■ **EXTRACTED ENTRIES**:

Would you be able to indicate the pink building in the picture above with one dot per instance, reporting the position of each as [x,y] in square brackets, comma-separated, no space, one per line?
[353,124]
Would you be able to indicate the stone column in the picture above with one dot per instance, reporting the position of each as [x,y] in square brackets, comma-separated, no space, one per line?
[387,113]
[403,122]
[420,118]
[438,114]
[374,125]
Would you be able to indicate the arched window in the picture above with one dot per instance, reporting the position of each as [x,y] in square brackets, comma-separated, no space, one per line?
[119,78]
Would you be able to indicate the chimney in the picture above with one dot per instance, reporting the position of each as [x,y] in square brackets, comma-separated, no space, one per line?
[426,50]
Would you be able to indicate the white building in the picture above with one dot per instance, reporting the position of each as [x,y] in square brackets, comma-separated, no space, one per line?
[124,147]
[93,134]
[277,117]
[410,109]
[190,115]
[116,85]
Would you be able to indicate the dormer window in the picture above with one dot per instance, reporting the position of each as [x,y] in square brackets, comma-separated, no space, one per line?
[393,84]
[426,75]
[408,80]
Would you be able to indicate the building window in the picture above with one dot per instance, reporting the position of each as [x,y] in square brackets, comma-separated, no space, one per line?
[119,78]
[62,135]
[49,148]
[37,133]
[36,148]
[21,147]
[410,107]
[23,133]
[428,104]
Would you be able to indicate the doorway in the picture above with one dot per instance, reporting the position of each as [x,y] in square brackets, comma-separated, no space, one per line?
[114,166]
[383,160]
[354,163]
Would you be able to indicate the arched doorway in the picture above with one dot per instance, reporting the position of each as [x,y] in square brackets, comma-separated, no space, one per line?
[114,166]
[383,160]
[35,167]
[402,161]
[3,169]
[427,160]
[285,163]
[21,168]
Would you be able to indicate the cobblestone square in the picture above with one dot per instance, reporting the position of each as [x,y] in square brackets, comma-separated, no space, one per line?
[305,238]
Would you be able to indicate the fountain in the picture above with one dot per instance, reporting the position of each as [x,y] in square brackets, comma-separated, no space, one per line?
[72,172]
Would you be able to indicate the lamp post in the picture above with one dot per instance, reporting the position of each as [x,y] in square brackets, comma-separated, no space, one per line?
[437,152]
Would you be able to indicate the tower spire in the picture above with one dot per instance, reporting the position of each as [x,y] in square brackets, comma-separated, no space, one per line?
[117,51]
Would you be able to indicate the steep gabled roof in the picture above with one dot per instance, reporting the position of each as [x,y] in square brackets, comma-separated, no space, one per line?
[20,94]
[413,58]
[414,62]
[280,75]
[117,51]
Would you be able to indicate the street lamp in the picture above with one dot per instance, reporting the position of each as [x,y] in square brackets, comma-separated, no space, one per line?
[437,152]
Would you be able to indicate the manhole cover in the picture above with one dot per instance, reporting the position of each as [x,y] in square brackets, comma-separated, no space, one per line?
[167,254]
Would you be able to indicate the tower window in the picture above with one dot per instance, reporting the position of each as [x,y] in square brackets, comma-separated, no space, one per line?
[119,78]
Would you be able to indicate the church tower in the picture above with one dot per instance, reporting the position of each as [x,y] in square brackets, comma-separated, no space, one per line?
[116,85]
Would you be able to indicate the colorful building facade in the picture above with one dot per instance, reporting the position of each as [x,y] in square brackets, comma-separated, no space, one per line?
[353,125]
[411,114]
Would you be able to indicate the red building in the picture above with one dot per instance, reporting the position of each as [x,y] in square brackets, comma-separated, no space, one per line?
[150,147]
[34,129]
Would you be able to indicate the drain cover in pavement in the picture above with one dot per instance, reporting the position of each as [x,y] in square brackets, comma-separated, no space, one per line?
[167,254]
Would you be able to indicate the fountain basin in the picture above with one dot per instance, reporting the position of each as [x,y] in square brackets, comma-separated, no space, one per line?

■ **OBJECTIVE**:
Copy each line of the data exactly, leaving nothing out.

■ **CORRECT ANSWER**:
Would you be able to indicate the pink building in the picture above with one dot per instance, reporting the position of each as [x,y] in square brackets, comma-separated, no space, one per line?
[353,124]
Would you be able to indicate the stone column in the picture above with one dot per instance, reporting the position of each as [x,y] in square brackets, comma-separated, no space, one per line?
[387,113]
[403,122]
[420,118]
[438,114]
[374,125]
Would you be able to indicate the arched window in the picture above with one dot per instance, reporting the position of each as [x,y] in square brackets, comma-separated, no space, one per line?
[119,78]
Would you be able to indicate the chimney in the picture above with one dot per instance, reporting the position of each as [x,y] in square brackets, comma-separated, no space, one per line?
[426,50]
Would you be able to indicate the white building in the picture above with one dot per instance, reporting the position of each as [x,y] in square brackets, comma-separated, no space, one per line?
[124,147]
[93,134]
[277,117]
[410,109]
[190,115]
[116,85]
Would you be able to indicate the dormer window in the picture above with one dot per instance, reporting the position of each as [x,y] in square brackets, comma-separated, no space, one per line?
[393,84]
[426,75]
[408,80]
Would you be able to indicate the building window in the picture above with one dot per instance, reporting the position of each as [x,y] in square brackets, comma-separated, no space, one per line?
[119,78]
[62,135]
[49,148]
[37,133]
[36,148]
[21,147]
[410,107]
[23,133]
[428,104]
Would you be able to indicate the doorway in the picture above with one dot per instance, reporting the position of each as [x,y] in square brackets, comma-separated, no space, one per line?
[114,166]
[383,160]
[354,163]
Would you be able to indicate the arched doorway in the picture above with one dot per instance, reporting the position of each as [x,y] in square brackets, comma-separated, no space, one per line?
[114,166]
[383,160]
[35,167]
[402,161]
[3,169]
[427,160]
[285,163]
[21,168]
Would you be able to indicate the cobblestone square in the picture above with one dot per instance, reporting the position of each as [x,y] in square brackets, comma-separated, no space, one per line?
[305,238]
Would you be able to indicate the fountain in the picture above with one dot per instance, reporting the position of each as [x,y] in square brackets, comma-separated, no space, one per line?
[72,172]
Would you be able to indicate the lamp post in the picture above with one dot per instance, reporting the position of each as [x,y] in square brackets, comma-separated, no space, one per line?
[437,152]
Would you be able to indicate the tower spire in the picture above with one dot per instance, reporting the position of each as [x,y] in square brackets, comma-separated, no space, one per line?
[117,51]
Would you be able to indicate the steep gabled roof in the picture above with one dot per instance, reporting the position of each as [x,y] in square brackets, comma-separated, no space, one per line?
[20,94]
[413,58]
[414,62]
[280,75]
[117,51]
Would you be able to indicate the street lamp in the picture above with one dot per instance, reporting the position of each as [x,y] in square brackets, comma-separated, no space, one per line?
[437,152]
Would you be able to indicate the manhole cover in the picture above with one dot per instance, reporting the position of each as [x,y] in square brackets, comma-separated, no space, one per line?
[167,254]
Would you be able to indicate the tower window in the picture above with one dot per instance, reporting the position of each as [x,y] in square brackets, comma-separated, no space, one per line?
[119,78]
Would you be able to indicate the church tower in the picture above with one dot per instance, reporting the position of each as [x,y] in square brackets, comma-separated, no space, one per line?
[116,85]
Would you be able to indicate the colorful building facade in the picture above with one dot per instance, reporting the position of each as [x,y] in square brackets, comma-separated, no space, one per line?
[353,125]
[411,114]
Would you be able to indicate the red building in the picture above with one dot per instance, reporting the position of each as [x,y] in square brackets, comma-separated, no space, one per line?
[150,147]
[34,129]
Would you be able to indicate the drain cover in pavement in the picture above with one dot per instance, reporting the position of each as [x,y] in square brackets, comma-separated, no space, one per line?
[167,254]
Would you be able to indicate the fountain basin in the picture above with one dot per instance, reporting the position of each as [x,y] in square brackets, comma-separated, no space, one per line?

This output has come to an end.